--- DATA FOR THE TASK Enclosed Below ---

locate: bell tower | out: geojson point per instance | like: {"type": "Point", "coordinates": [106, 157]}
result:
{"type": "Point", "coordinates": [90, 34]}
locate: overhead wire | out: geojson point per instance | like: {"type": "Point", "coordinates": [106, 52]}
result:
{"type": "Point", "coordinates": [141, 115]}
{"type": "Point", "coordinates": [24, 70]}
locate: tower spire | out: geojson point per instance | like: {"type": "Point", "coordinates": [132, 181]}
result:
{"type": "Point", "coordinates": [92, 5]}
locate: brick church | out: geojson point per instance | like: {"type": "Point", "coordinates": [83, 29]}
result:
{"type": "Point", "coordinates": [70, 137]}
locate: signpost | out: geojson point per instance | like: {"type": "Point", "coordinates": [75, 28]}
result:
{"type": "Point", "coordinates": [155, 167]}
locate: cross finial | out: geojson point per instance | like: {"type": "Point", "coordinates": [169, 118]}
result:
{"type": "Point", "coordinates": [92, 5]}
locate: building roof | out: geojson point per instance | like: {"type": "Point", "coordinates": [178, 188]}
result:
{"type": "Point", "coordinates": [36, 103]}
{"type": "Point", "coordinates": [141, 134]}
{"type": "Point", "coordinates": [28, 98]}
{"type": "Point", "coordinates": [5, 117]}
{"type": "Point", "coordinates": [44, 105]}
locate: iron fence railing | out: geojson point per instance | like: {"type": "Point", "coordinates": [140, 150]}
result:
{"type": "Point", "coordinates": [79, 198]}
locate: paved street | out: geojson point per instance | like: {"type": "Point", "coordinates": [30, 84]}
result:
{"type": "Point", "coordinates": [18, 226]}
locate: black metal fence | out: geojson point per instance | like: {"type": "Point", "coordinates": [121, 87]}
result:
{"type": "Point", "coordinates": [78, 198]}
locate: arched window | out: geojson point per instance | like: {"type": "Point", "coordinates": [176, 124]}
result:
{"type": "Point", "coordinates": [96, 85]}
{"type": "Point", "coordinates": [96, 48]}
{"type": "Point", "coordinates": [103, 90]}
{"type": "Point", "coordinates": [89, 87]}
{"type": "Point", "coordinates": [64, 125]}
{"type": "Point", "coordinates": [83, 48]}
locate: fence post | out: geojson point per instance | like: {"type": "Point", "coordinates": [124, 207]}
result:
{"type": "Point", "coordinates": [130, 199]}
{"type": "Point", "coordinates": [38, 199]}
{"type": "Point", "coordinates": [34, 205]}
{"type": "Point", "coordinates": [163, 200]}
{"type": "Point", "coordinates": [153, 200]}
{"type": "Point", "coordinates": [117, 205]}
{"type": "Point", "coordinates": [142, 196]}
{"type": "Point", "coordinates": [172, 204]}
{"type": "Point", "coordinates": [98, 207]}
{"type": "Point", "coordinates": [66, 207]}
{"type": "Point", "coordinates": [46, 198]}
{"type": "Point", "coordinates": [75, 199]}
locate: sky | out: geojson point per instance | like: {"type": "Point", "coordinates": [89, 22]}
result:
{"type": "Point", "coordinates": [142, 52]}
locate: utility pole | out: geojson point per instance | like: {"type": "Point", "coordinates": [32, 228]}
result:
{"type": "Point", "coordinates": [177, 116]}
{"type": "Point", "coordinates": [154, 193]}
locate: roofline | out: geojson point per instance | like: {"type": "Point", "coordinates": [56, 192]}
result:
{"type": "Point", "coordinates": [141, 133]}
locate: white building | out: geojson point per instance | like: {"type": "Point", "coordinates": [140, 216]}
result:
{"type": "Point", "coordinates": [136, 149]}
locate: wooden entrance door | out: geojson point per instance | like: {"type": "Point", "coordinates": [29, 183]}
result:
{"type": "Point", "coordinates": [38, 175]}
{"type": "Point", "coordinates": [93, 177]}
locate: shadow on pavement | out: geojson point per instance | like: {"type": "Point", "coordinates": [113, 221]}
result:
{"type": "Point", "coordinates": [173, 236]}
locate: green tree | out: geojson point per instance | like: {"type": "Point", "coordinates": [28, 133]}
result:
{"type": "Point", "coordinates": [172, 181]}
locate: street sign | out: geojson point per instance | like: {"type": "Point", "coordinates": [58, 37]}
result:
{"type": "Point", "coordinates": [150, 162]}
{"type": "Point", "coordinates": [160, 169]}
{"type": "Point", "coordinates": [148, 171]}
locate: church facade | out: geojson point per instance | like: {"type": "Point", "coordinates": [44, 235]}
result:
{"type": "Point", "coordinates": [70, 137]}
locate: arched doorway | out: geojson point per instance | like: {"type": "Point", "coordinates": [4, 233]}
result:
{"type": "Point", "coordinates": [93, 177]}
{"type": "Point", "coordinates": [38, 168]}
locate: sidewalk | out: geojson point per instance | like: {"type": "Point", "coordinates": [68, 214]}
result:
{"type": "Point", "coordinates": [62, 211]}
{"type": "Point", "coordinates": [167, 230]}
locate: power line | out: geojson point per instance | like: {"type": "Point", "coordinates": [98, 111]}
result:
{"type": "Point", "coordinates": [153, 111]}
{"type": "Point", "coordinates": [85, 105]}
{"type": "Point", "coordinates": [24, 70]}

--- End of Enclosed DATA FOR THE TASK ---

*WHAT THIS TASK INVOLVES*: The data must be duplicated exactly, with nothing left out.

*REPLY*:
locate: bell tower | out: geojson point per instance | like: {"type": "Point", "coordinates": [106, 157]}
result:
{"type": "Point", "coordinates": [90, 34]}
locate: overhead wire | out: geojson point per instance | like: {"type": "Point", "coordinates": [106, 52]}
result:
{"type": "Point", "coordinates": [141, 115]}
{"type": "Point", "coordinates": [24, 70]}
locate: tower spire | out: geojson point per instance | like: {"type": "Point", "coordinates": [132, 181]}
result:
{"type": "Point", "coordinates": [92, 5]}
locate: brick church | out: geojson point per instance | like: {"type": "Point", "coordinates": [83, 29]}
result:
{"type": "Point", "coordinates": [70, 137]}
locate: signpost | out: geojson point per instance | like: {"type": "Point", "coordinates": [75, 28]}
result:
{"type": "Point", "coordinates": [155, 167]}
locate: cross finial | out: geojson point per instance | like: {"type": "Point", "coordinates": [169, 118]}
result:
{"type": "Point", "coordinates": [92, 5]}
locate: building roof | out: geojson point per instance | like: {"type": "Point", "coordinates": [178, 188]}
result:
{"type": "Point", "coordinates": [36, 103]}
{"type": "Point", "coordinates": [141, 134]}
{"type": "Point", "coordinates": [28, 98]}
{"type": "Point", "coordinates": [5, 117]}
{"type": "Point", "coordinates": [44, 105]}
locate: iron fence railing | out: geojson point per instance | like: {"type": "Point", "coordinates": [140, 150]}
result:
{"type": "Point", "coordinates": [79, 198]}
locate: paved street | out: geojson point per instance | like: {"type": "Point", "coordinates": [30, 84]}
result:
{"type": "Point", "coordinates": [18, 226]}
locate: black metal fence | out: geojson point per instance | like: {"type": "Point", "coordinates": [121, 87]}
result:
{"type": "Point", "coordinates": [78, 198]}
locate: arched window | out: geojson point per instance | like: {"type": "Point", "coordinates": [176, 124]}
result:
{"type": "Point", "coordinates": [96, 85]}
{"type": "Point", "coordinates": [96, 48]}
{"type": "Point", "coordinates": [103, 90]}
{"type": "Point", "coordinates": [89, 87]}
{"type": "Point", "coordinates": [64, 125]}
{"type": "Point", "coordinates": [83, 48]}
locate: fence post | out: geojson point per instance | like: {"type": "Point", "coordinates": [124, 207]}
result:
{"type": "Point", "coordinates": [130, 199]}
{"type": "Point", "coordinates": [38, 199]}
{"type": "Point", "coordinates": [34, 205]}
{"type": "Point", "coordinates": [163, 200]}
{"type": "Point", "coordinates": [153, 200]}
{"type": "Point", "coordinates": [117, 205]}
{"type": "Point", "coordinates": [142, 196]}
{"type": "Point", "coordinates": [172, 204]}
{"type": "Point", "coordinates": [98, 207]}
{"type": "Point", "coordinates": [66, 207]}
{"type": "Point", "coordinates": [46, 198]}
{"type": "Point", "coordinates": [75, 199]}
locate: sky | out: geojson point per instance | like: {"type": "Point", "coordinates": [89, 22]}
result:
{"type": "Point", "coordinates": [142, 52]}
locate: utility pole | out: geojson point per instance | like: {"type": "Point", "coordinates": [32, 228]}
result:
{"type": "Point", "coordinates": [177, 116]}
{"type": "Point", "coordinates": [154, 193]}
locate: roofline | out: geojson point per instance | like: {"type": "Point", "coordinates": [56, 192]}
result:
{"type": "Point", "coordinates": [141, 133]}
locate: white building | out: geojson point per instance | like: {"type": "Point", "coordinates": [140, 216]}
result:
{"type": "Point", "coordinates": [136, 149]}
locate: wooden entrance door | out: geojson point per instance | like: {"type": "Point", "coordinates": [29, 183]}
result:
{"type": "Point", "coordinates": [38, 175]}
{"type": "Point", "coordinates": [93, 177]}
locate: shadow on pavement | out: geojson point per instance | like: {"type": "Point", "coordinates": [113, 221]}
result:
{"type": "Point", "coordinates": [173, 236]}
locate: green tree | out: geojson point per instance | like: {"type": "Point", "coordinates": [28, 133]}
result:
{"type": "Point", "coordinates": [172, 181]}
locate: street sign | out: geojson point per instance | like: {"type": "Point", "coordinates": [58, 37]}
result:
{"type": "Point", "coordinates": [150, 162]}
{"type": "Point", "coordinates": [160, 169]}
{"type": "Point", "coordinates": [148, 171]}
locate: church facade | out: geojson point per instance | like: {"type": "Point", "coordinates": [44, 235]}
result:
{"type": "Point", "coordinates": [70, 137]}
locate: arched doorway | out: geojson point per instance | like: {"type": "Point", "coordinates": [4, 233]}
result:
{"type": "Point", "coordinates": [93, 177]}
{"type": "Point", "coordinates": [38, 168]}
locate: sidewalk | out: geojson point per instance | like: {"type": "Point", "coordinates": [68, 214]}
result:
{"type": "Point", "coordinates": [62, 211]}
{"type": "Point", "coordinates": [167, 230]}
locate: power line | out: geojson point per instance | like: {"type": "Point", "coordinates": [98, 111]}
result:
{"type": "Point", "coordinates": [153, 111]}
{"type": "Point", "coordinates": [85, 105]}
{"type": "Point", "coordinates": [24, 70]}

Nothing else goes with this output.